Gather each line in the entries that includes the string "negative".

### SOURCE MATERIAL

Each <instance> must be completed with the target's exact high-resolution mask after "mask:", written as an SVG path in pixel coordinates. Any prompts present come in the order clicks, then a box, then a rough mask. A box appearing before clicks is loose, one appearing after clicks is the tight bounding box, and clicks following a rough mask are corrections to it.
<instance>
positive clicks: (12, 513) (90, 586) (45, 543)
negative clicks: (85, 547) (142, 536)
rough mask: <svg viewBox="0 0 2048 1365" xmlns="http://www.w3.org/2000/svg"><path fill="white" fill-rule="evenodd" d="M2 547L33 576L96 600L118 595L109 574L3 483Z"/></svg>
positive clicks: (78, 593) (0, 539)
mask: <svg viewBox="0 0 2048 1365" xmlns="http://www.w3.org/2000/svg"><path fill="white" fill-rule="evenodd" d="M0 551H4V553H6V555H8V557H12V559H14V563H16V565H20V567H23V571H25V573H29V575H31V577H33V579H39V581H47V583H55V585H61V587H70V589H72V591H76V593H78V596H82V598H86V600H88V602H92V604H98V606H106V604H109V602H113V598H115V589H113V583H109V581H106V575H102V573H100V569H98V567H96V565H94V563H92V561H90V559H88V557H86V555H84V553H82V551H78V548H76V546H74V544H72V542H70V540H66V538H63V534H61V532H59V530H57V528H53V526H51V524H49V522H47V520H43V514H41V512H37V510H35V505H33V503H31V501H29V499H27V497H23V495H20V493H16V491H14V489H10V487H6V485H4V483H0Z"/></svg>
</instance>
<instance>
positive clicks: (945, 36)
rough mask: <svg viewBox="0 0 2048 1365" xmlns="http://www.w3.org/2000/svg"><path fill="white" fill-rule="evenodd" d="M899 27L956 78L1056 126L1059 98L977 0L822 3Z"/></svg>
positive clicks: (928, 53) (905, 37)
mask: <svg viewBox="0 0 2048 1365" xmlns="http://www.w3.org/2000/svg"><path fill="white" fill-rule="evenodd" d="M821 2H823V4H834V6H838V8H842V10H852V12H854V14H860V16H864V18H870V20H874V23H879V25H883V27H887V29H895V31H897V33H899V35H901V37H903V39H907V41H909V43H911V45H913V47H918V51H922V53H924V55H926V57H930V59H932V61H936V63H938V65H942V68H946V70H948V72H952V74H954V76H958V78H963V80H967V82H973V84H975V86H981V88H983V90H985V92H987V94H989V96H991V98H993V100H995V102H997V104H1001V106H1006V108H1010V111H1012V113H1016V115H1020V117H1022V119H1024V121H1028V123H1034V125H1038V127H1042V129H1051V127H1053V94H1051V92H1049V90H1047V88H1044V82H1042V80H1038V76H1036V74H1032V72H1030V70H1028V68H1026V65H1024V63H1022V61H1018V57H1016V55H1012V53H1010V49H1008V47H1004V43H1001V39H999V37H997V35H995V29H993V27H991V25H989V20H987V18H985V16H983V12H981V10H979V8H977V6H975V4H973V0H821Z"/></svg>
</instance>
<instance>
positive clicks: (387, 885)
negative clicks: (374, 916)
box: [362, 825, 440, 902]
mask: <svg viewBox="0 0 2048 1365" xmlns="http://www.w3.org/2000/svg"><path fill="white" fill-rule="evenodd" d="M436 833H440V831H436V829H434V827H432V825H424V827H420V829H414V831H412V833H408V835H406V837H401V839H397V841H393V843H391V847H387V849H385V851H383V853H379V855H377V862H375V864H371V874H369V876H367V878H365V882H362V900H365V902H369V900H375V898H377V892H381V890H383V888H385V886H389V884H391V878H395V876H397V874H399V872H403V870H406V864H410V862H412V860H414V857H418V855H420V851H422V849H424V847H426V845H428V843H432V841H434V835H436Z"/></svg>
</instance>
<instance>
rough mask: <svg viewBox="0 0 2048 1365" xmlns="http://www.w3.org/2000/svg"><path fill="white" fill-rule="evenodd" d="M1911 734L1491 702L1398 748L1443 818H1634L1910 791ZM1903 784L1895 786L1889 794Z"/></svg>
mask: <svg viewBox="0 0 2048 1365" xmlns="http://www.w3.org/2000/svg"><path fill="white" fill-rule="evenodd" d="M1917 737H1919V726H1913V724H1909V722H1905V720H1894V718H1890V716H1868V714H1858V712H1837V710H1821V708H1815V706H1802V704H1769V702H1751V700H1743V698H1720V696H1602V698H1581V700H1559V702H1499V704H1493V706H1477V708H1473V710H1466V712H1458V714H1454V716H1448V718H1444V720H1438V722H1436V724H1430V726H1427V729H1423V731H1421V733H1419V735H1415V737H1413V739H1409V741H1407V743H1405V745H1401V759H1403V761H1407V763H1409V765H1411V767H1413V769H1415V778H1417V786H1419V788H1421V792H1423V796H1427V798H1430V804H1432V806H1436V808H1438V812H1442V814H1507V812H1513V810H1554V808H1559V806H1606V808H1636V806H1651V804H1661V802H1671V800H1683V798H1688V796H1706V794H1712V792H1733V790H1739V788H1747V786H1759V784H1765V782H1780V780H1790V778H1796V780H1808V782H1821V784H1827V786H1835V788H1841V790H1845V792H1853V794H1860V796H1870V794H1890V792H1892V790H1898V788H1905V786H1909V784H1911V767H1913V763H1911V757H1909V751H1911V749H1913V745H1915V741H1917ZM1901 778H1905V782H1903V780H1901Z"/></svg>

######

== ANSWER TO THIS PROBLEM ==
negative clicks: (85, 547) (142, 536)
negative clicks: (374, 916)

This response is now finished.